§ TAREFAS A FAZER:
1 - No texto sobre Filipe dos Santos, quais partes do corpo dele foram colocadas em pedaços de madeira? Liste todas.
2 - Reescreva de forma mais curta o parágrafo do texto sobre Filipe dos Santos que começa com "Por sua participação no movimento", mantendo os fatos principais.
3 - Segundo o texto sobre Filipe dos Santos, por que as partes do corpo dele foram espalhadas pela cidade?

§ TEXTO FORNECIDO:
28 de junho de 172008/04/2024 05:03:20
Julgamento de Filipe dos Santos
Data: 01/01/1720
Créditos: Antônio Parreiras (1860–1937)

Filipe dos Santos Freire foi um tropeiro português, representante das camadas populares de Vila Rica, que instigou a Revolta de Vila Rica, em 28 de junho de 1720.

Por sua participação no movimento, foi morto e esquartejado e as partes de seu corpo (cabeça, pernas e braços) foram colocadas em pedaços de madeira e espalhadas pela cidade, para mostrar o que acontecia com as pessoas que iam contra os reis.

§ DADOS FORNECIDOS:
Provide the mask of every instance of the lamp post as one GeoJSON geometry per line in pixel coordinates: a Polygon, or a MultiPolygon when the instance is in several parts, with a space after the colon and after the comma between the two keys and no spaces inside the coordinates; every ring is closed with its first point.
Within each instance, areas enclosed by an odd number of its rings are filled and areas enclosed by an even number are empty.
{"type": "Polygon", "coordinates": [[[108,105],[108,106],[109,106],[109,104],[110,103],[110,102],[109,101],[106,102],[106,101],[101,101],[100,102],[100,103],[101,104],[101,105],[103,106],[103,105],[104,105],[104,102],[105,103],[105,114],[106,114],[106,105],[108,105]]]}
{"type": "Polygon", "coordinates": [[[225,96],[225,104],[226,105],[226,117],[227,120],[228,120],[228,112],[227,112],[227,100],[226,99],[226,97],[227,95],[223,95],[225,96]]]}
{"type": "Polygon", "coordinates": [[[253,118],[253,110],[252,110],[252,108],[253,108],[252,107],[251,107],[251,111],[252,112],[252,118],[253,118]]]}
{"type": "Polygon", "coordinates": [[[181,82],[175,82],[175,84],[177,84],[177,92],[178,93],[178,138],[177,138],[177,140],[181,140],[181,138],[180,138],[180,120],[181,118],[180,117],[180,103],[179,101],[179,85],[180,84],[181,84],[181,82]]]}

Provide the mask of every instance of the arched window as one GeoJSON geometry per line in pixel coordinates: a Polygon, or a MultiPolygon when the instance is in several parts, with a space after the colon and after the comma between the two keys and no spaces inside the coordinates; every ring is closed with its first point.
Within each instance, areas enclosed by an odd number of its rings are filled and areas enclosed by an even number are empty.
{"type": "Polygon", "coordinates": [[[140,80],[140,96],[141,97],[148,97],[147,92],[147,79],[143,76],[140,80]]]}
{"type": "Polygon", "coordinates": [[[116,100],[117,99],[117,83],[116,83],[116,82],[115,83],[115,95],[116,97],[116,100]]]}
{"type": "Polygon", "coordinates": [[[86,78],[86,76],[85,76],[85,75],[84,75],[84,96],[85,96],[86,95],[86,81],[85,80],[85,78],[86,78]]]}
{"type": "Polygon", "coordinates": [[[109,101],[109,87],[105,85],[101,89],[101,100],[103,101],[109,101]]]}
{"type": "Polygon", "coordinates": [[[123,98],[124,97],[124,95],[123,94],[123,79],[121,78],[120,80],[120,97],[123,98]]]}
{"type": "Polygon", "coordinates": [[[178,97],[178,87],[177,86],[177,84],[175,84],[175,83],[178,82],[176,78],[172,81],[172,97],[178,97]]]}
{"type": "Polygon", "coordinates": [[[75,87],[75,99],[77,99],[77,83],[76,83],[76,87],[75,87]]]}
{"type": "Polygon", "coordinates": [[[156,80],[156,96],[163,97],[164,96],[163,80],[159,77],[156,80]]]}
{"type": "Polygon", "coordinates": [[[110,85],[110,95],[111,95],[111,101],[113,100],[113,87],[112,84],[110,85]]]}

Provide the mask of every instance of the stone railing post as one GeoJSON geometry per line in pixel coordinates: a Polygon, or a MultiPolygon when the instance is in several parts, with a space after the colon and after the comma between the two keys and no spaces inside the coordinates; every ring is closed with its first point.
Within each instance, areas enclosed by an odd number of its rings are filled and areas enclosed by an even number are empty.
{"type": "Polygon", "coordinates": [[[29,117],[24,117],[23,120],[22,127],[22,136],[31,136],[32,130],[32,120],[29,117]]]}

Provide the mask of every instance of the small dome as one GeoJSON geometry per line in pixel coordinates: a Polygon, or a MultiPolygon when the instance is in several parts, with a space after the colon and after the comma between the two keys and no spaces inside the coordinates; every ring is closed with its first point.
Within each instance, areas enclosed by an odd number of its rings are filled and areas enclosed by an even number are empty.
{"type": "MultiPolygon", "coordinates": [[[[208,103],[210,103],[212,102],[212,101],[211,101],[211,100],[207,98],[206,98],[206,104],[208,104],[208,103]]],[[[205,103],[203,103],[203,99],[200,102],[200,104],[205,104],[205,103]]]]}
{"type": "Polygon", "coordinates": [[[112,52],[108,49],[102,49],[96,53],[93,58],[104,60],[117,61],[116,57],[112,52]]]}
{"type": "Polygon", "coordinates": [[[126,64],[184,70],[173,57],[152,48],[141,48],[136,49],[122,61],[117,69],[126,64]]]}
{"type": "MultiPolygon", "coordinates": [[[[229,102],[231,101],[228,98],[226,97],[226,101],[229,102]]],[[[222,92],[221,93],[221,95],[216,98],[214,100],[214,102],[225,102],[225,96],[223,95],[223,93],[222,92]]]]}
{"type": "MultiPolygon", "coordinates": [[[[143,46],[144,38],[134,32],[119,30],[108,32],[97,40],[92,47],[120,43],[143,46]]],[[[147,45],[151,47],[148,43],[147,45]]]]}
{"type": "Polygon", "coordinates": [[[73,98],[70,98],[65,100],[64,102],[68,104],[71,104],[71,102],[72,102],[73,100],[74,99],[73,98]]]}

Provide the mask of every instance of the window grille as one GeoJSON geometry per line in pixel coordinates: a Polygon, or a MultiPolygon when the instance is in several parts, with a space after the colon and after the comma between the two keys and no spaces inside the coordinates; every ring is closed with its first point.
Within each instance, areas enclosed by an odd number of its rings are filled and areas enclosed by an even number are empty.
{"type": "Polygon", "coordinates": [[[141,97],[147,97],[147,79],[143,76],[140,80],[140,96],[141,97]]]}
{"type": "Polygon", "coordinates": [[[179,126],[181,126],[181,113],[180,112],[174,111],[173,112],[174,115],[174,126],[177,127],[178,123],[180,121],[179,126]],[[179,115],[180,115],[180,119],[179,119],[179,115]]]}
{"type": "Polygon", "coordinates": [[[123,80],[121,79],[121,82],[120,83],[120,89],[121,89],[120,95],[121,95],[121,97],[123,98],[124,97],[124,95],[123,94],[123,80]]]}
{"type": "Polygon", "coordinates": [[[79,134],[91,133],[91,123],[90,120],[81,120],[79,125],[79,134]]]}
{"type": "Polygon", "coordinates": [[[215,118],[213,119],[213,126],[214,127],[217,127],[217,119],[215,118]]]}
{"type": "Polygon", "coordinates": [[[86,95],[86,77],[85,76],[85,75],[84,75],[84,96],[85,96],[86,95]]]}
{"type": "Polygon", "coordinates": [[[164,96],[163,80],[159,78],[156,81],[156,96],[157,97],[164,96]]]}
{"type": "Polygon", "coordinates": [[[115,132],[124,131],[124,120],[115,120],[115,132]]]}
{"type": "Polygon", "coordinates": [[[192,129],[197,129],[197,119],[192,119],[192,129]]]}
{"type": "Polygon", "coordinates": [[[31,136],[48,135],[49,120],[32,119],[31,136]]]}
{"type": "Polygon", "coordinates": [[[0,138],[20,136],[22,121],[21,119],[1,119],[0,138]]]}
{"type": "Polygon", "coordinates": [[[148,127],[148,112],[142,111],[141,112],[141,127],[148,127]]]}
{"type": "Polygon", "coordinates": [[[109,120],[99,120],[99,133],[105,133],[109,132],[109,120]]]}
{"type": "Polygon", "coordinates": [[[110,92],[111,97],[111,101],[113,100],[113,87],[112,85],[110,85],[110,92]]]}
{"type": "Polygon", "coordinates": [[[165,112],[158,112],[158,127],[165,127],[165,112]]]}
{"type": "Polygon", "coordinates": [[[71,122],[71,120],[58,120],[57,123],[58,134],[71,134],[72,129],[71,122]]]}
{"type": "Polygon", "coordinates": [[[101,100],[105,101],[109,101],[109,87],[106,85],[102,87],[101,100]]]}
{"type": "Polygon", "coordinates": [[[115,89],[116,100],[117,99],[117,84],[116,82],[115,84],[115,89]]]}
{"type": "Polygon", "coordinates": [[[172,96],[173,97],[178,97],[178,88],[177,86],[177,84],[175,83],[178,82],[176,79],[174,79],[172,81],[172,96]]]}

§ LISTA DE RESPOSTAS:
1 -
- cabeça
- pernas
- braços

2 - Por ter participado do movimento, Filipe dos Santos foi morto e esquartejado. Sua cabeça, pernas e braços foram postos em pedaços de madeira e espalhados pela cidade, como aviso a quem fosse contra os reis.

3 - Elas foram espalhadas pela cidade para mostrar o que acontecia com as pessoas que iam contra os reis.